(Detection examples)

::::

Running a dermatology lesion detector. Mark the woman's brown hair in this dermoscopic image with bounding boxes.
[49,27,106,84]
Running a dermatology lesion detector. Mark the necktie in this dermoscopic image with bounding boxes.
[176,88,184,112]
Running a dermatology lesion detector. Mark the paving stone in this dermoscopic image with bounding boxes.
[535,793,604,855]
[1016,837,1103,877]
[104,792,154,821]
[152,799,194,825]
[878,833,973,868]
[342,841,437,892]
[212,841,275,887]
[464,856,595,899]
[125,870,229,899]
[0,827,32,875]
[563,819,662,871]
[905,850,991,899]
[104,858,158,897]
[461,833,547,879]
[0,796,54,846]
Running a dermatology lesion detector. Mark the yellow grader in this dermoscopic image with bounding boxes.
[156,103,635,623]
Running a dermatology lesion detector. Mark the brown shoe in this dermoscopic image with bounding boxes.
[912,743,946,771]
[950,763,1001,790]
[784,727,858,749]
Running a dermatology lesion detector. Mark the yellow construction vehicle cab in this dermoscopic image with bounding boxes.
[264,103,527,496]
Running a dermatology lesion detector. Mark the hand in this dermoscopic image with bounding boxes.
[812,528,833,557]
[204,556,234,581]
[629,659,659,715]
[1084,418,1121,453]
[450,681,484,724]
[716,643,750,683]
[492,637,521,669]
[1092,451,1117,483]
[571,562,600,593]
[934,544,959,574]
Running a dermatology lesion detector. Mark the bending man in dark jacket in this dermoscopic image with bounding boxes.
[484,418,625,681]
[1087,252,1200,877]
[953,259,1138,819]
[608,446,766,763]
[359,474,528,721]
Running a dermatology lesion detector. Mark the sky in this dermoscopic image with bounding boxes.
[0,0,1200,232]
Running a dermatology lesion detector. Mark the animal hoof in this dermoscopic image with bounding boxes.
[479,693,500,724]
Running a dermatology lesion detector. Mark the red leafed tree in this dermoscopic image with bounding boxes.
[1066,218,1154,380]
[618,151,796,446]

::::

Copy every line of the records above without changing a single character.

Running a dermatology lesion detector. Mark the woman's brown hair in this dermoscopic image with bounding boxes.
[49,27,106,84]
Running a dermatology lesion detector. Mark the necktie in this dermoscopic image with bounding boxes.
[176,88,184,112]
Running a dermatology lesion detector. Mark the paving stone in this dermoscopic image with bounding boxes.
[535,793,604,855]
[1016,837,1103,877]
[104,792,154,821]
[152,799,194,825]
[878,833,973,868]
[342,841,437,892]
[212,841,275,887]
[464,856,595,899]
[125,870,229,899]
[0,827,32,875]
[563,819,662,871]
[905,850,991,899]
[104,858,158,897]
[461,833,547,879]
[0,796,54,846]
Running a dermatology lesion detector. Mark the yellow grader in this dermoscopic image with bounding boxes.
[156,103,635,623]
Running a dermatology lesion detector. Mark the brown shoe in this dermoscopic image with bounding boxes.
[912,743,946,771]
[950,763,1001,790]
[784,727,858,749]
Running a dermatology lesion detector. Mark the yellow construction vehicle cab in this dermoscopic image with bounding boxes.
[264,103,527,496]
Running a dermatology lesion detector. Mark the hand in this dermoscopic image with bounding boxes.
[812,528,833,557]
[204,556,234,581]
[629,659,659,715]
[1084,418,1121,453]
[450,681,484,724]
[716,643,750,683]
[492,637,521,669]
[1092,451,1117,483]
[571,562,600,593]
[934,544,959,574]
Running a dermatology lesion detector. Mark the bending man in dark jacket in this dermoscopic image with bounding boxes.
[484,418,625,681]
[1087,252,1200,877]
[953,259,1138,819]
[608,446,766,763]
[359,474,528,721]
Running a dermatology lesion detector. Mark the sky in this dermoscopic image with bounding boxes.
[0,0,1200,232]
Running a dermatology lesion detector. Mark the animal hoof in this dermoscopic image with bounding boxes.
[479,693,500,724]
Running a dermatology lesion detector. Mark the red leafed tree in this dermoscopic image with bounding boxes.
[1066,218,1154,380]
[618,151,796,446]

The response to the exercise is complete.